Request — Count the lines of the records below that contain the string "left", and give only that number.

Records in a dataset —
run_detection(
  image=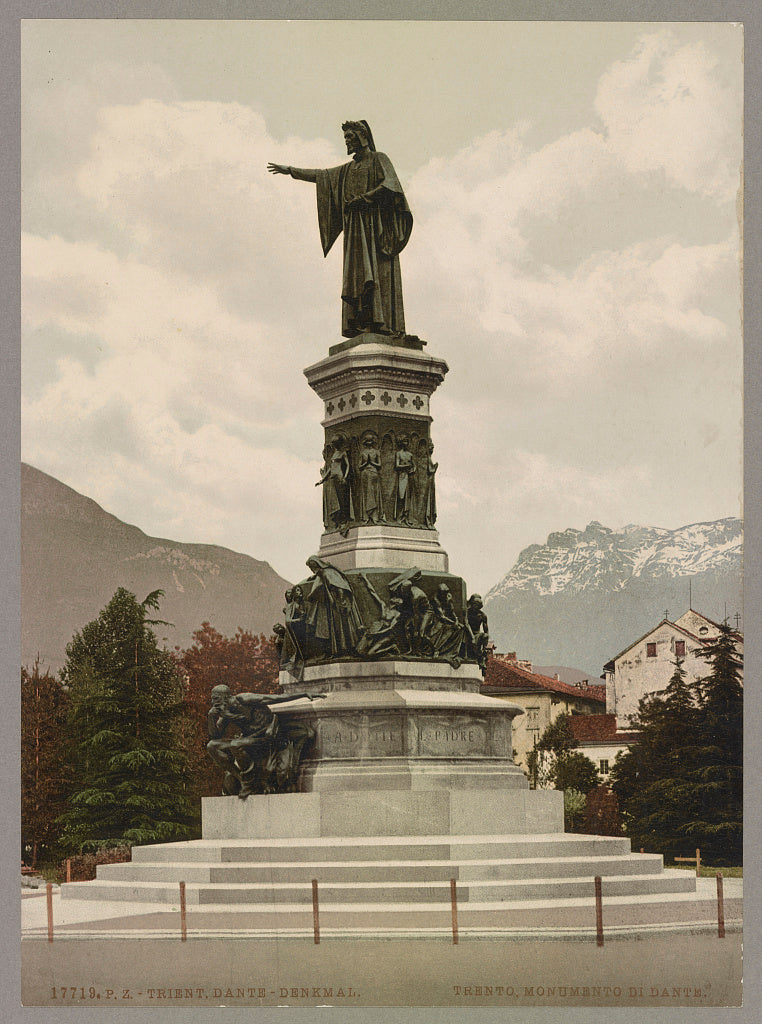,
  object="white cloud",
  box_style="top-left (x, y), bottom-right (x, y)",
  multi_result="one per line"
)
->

...

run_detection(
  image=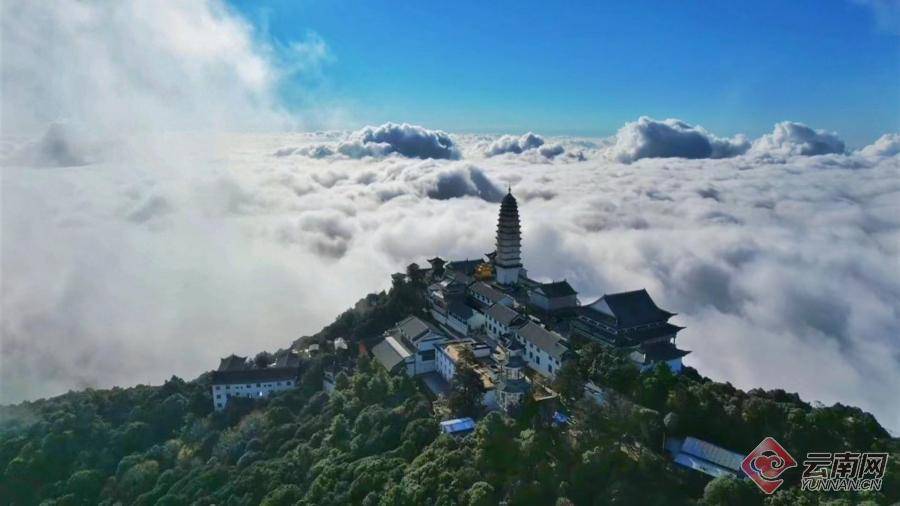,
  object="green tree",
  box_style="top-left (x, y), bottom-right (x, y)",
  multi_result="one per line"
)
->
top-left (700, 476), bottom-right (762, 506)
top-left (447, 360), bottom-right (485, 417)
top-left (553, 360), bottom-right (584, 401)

Solution to the problem — 5